[BEGIN Supplied entries]

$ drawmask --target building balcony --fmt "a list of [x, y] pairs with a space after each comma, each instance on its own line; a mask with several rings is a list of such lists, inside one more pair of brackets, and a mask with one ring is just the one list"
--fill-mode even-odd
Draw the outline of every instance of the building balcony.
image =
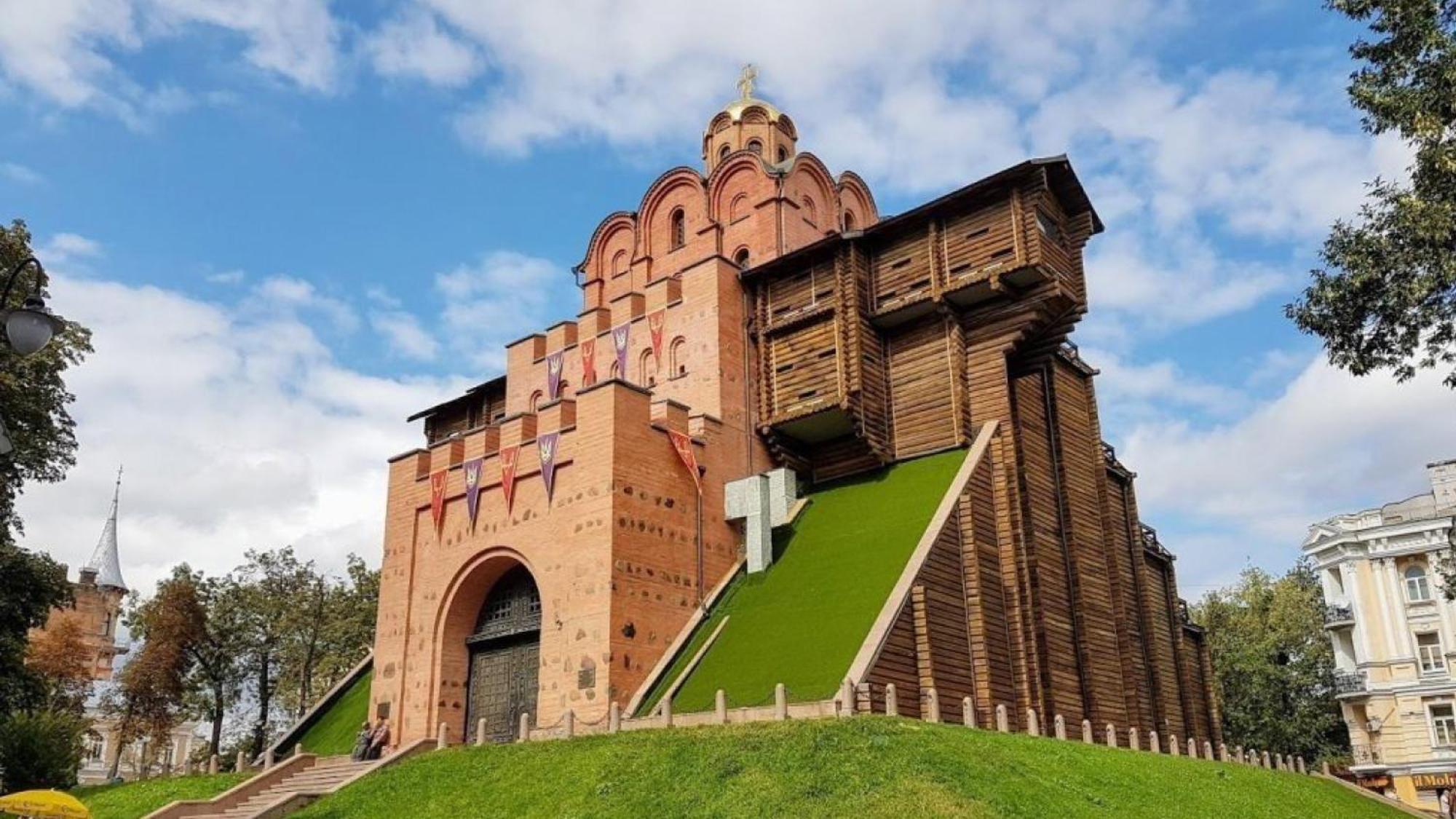
[[1350, 605], [1325, 606], [1325, 628], [1345, 628], [1356, 624], [1356, 611]]
[[1364, 672], [1335, 672], [1335, 697], [1360, 697], [1369, 692]]
[[1356, 765], [1379, 765], [1380, 764], [1380, 746], [1377, 745], [1351, 745], [1350, 755]]

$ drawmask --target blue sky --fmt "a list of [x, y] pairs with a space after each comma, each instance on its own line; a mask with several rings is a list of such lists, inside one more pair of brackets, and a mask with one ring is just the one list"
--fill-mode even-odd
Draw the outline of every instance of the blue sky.
[[[1076, 334], [1185, 593], [1456, 456], [1437, 379], [1351, 379], [1281, 315], [1406, 150], [1315, 3], [0, 0], [0, 219], [96, 331], [80, 462], [22, 504], [76, 564], [127, 463], [124, 561], [377, 560], [400, 423], [574, 315], [593, 227], [738, 64], [882, 213], [1069, 153], [1108, 224]], [[12, 25], [12, 22], [15, 25]]]

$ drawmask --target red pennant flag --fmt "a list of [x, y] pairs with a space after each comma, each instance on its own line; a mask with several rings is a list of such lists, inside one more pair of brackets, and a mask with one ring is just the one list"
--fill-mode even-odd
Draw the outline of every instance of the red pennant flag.
[[446, 471], [430, 474], [430, 517], [435, 522], [435, 533], [446, 522]]
[[518, 446], [501, 447], [501, 491], [505, 493], [505, 512], [510, 514], [515, 503], [515, 458], [521, 453]]
[[597, 337], [581, 341], [581, 386], [597, 383]]
[[693, 477], [697, 494], [703, 494], [703, 477], [697, 474], [697, 453], [693, 452], [693, 439], [674, 430], [667, 430], [667, 437], [673, 439], [673, 449], [683, 459], [683, 466], [687, 466], [687, 474]]
[[546, 395], [547, 401], [561, 398], [561, 366], [565, 353], [561, 350], [546, 356]]
[[561, 433], [542, 433], [536, 436], [536, 450], [542, 458], [542, 481], [546, 484], [546, 501], [550, 501], [553, 484], [556, 482], [556, 444], [561, 443]]
[[617, 377], [622, 380], [628, 380], [628, 340], [630, 335], [630, 324], [619, 324], [612, 328], [612, 347], [617, 351]]
[[646, 329], [652, 334], [652, 360], [662, 367], [662, 329], [667, 326], [667, 309], [646, 315]]

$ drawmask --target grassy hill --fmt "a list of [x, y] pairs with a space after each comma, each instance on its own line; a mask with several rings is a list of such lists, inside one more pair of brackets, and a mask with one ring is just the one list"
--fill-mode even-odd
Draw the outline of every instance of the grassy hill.
[[957, 449], [815, 488], [792, 528], [775, 532], [775, 564], [740, 574], [642, 701], [651, 713], [699, 646], [728, 625], [673, 698], [680, 713], [827, 700], [879, 614], [945, 490], [965, 461]]
[[121, 785], [79, 787], [71, 796], [90, 809], [93, 819], [137, 819], [179, 799], [213, 799], [249, 775], [166, 777]]
[[1335, 783], [960, 726], [855, 717], [425, 753], [300, 819], [980, 816], [1396, 819]]

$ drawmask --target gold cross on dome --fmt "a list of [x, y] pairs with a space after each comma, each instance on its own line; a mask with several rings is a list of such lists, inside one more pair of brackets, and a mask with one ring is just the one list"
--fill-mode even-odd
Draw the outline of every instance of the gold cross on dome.
[[759, 79], [759, 67], [754, 66], [753, 63], [745, 64], [743, 67], [743, 73], [738, 76], [738, 93], [741, 93], [744, 99], [753, 96], [753, 80], [757, 79]]

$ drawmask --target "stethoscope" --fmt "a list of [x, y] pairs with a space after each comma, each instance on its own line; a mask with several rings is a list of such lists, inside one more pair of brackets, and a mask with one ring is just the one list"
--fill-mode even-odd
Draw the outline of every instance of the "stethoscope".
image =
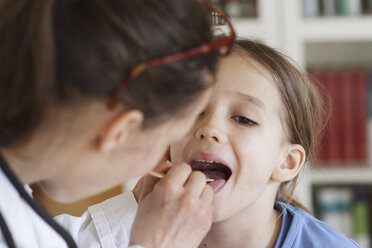
[[[12, 172], [10, 167], [8, 166], [7, 162], [3, 158], [0, 153], [0, 168], [9, 179], [9, 181], [13, 184], [14, 188], [18, 191], [18, 194], [21, 198], [51, 227], [53, 228], [66, 242], [67, 247], [69, 248], [77, 248], [77, 245], [71, 235], [63, 229], [57, 222], [53, 220], [53, 217], [49, 215], [49, 213], [39, 205], [36, 201], [32, 199], [32, 197], [27, 193], [22, 183], [18, 180], [16, 175]], [[6, 244], [9, 248], [15, 248], [15, 242], [12, 237], [12, 233], [10, 232], [8, 225], [5, 222], [4, 217], [0, 212], [0, 228], [1, 232], [3, 233], [4, 239]]]

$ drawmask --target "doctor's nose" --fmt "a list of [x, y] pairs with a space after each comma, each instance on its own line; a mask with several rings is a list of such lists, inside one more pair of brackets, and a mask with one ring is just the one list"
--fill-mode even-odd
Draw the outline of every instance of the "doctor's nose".
[[206, 123], [198, 128], [195, 133], [195, 136], [198, 140], [204, 140], [209, 142], [216, 142], [216, 143], [225, 143], [226, 137], [218, 127], [211, 125], [210, 123]]

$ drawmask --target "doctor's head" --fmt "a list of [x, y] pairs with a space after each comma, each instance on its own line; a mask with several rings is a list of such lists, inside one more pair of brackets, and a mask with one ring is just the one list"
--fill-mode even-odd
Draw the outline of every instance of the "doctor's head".
[[149, 171], [209, 99], [218, 53], [182, 55], [213, 41], [197, 0], [0, 8], [0, 146], [40, 164], [45, 178], [21, 178], [59, 200]]
[[215, 222], [293, 203], [322, 126], [317, 90], [283, 54], [250, 40], [237, 41], [216, 80], [191, 132], [171, 145], [172, 162], [215, 179]]

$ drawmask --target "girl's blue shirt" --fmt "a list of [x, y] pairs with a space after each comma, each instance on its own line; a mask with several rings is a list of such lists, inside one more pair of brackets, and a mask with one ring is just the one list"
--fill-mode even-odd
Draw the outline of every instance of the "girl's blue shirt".
[[314, 218], [300, 208], [276, 202], [283, 212], [282, 227], [275, 248], [356, 248], [360, 247], [344, 234]]

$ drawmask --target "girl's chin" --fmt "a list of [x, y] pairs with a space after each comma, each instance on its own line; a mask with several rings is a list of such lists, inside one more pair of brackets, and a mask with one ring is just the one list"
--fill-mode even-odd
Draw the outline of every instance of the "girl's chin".
[[217, 193], [226, 185], [226, 180], [216, 179], [213, 182], [209, 182], [208, 185], [212, 187], [214, 193]]

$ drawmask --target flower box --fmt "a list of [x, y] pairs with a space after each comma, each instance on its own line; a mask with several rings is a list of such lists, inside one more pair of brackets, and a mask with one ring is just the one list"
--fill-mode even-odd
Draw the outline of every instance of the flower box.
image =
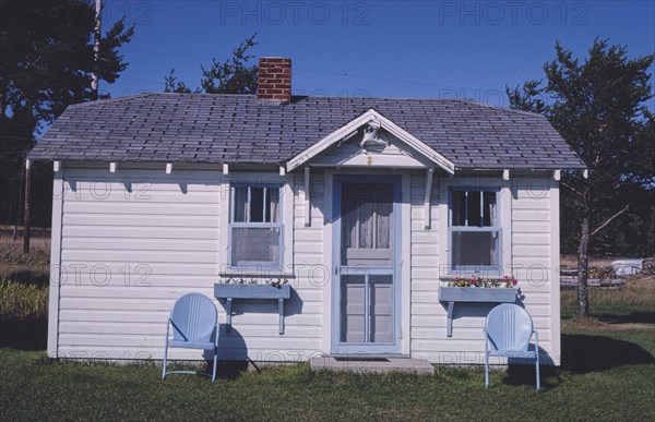
[[442, 302], [511, 302], [516, 300], [517, 289], [505, 287], [439, 287]]
[[448, 302], [445, 335], [453, 335], [455, 302], [514, 303], [517, 293], [511, 287], [439, 287], [439, 301]]
[[254, 285], [254, 284], [223, 284], [214, 285], [214, 297], [216, 299], [226, 299], [225, 304], [225, 331], [231, 331], [231, 306], [233, 300], [277, 300], [277, 313], [279, 316], [278, 331], [284, 334], [284, 301], [291, 297], [291, 287], [289, 285]]
[[291, 286], [215, 284], [214, 297], [217, 299], [289, 299]]

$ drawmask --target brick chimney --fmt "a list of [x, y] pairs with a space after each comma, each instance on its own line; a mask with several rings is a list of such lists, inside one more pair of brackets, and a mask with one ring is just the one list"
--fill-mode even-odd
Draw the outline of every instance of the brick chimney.
[[291, 59], [260, 58], [257, 99], [271, 104], [291, 100]]

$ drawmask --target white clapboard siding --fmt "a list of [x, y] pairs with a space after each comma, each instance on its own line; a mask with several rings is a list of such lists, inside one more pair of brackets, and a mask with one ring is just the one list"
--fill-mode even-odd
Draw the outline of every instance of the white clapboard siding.
[[[160, 359], [175, 300], [213, 297], [219, 279], [221, 171], [66, 168], [63, 182], [56, 355], [80, 359]], [[300, 176], [301, 178], [301, 176]], [[300, 179], [299, 185], [302, 185]], [[305, 192], [285, 206], [302, 216]], [[312, 227], [296, 224], [295, 294], [277, 303], [235, 300], [226, 333], [225, 302], [216, 301], [223, 354], [235, 359], [306, 360], [321, 350], [323, 200], [312, 198]], [[302, 208], [303, 209], [303, 208]], [[302, 221], [303, 222], [303, 221]], [[289, 267], [290, 266], [290, 263]], [[310, 267], [311, 266], [311, 267]], [[181, 359], [202, 352], [176, 350]], [[303, 359], [299, 357], [305, 357]]]
[[[489, 304], [457, 304], [453, 336], [448, 337], [446, 304], [439, 302], [440, 218], [443, 182], [432, 183], [430, 227], [426, 229], [425, 172], [409, 173], [408, 213], [403, 215], [409, 233], [410, 303], [409, 350], [413, 357], [434, 363], [480, 363], [483, 326]], [[61, 204], [58, 322], [55, 355], [79, 359], [162, 359], [164, 333], [176, 298], [189, 291], [213, 297], [222, 274], [227, 232], [222, 224], [228, 209], [222, 201], [222, 171], [64, 169]], [[277, 177], [277, 174], [275, 174]], [[285, 334], [278, 334], [275, 301], [233, 303], [231, 331], [226, 330], [224, 300], [215, 300], [221, 322], [223, 359], [253, 361], [305, 361], [329, 352], [327, 333], [332, 310], [325, 289], [332, 282], [330, 231], [325, 210], [332, 193], [323, 186], [322, 170], [311, 173], [310, 224], [306, 220], [303, 172], [287, 174], [293, 196], [285, 207], [293, 224], [294, 294], [285, 302]], [[242, 178], [239, 176], [239, 178]], [[261, 178], [261, 177], [260, 177]], [[456, 179], [456, 178], [455, 178]], [[499, 182], [501, 185], [504, 182]], [[540, 346], [559, 353], [559, 333], [553, 333], [551, 204], [556, 196], [548, 178], [512, 179], [509, 201], [512, 221], [503, 228], [511, 239], [511, 265], [520, 280], [524, 304], [539, 330]], [[557, 217], [556, 217], [557, 218]], [[57, 221], [55, 222], [57, 224]], [[404, 293], [405, 294], [405, 293]], [[403, 298], [406, 298], [403, 296]], [[326, 317], [327, 315], [327, 317]], [[51, 352], [51, 350], [49, 350]], [[177, 359], [203, 359], [202, 351], [175, 350]], [[50, 353], [52, 355], [52, 353]], [[552, 357], [555, 361], [559, 357]]]

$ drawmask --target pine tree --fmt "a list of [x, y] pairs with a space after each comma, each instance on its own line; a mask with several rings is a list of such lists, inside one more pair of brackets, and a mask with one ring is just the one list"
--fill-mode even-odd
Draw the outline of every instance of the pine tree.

[END Supplied entries]

What needs to be done: Lay out the material from the line with "drawmask --target grassy" to the line with "80], [757, 79]]" as a Markdown table with the columns Row and Line, numbering each line and leaving out blank lines.

Correct response:
| Row | Line |
|---|---|
| 1 | $ drawmask --target grassy hill --fmt "a list of [x, y] pairs with a space after each comma, each instance on its own line; a mask with several rings is a list of such lists, inside one more pair of brackets, and a mask with one ring is just the one list" |
| 2 | --fill-mode even-odd |
| 3 | Draw the outline of every instance of the grassy hill. |
| 4 | [[957, 449], [815, 488], [792, 528], [775, 532], [775, 564], [740, 574], [642, 701], [651, 713], [699, 646], [728, 625], [673, 698], [680, 713], [827, 700], [879, 614], [945, 490], [965, 461]] |
| 5 | [[121, 785], [79, 787], [71, 796], [90, 809], [93, 819], [137, 819], [179, 799], [213, 799], [249, 775], [166, 777]] |
| 6 | [[1335, 783], [960, 726], [855, 717], [425, 753], [300, 819], [980, 816], [1396, 819]] |
| 7 | $ drawmask --target gold cross on dome --fmt "a list of [x, y] pairs with a space after each comma, each instance on its own line; a mask with several rings is a list of such lists, inside one more pair of brackets, and a mask with one ring is just the one list" |
| 8 | --fill-mode even-odd |
| 9 | Draw the outline of every instance of the gold cross on dome. |
| 10 | [[759, 79], [759, 67], [754, 66], [753, 63], [745, 64], [743, 67], [743, 73], [738, 76], [738, 93], [741, 93], [744, 99], [753, 96], [753, 80], [757, 79]] |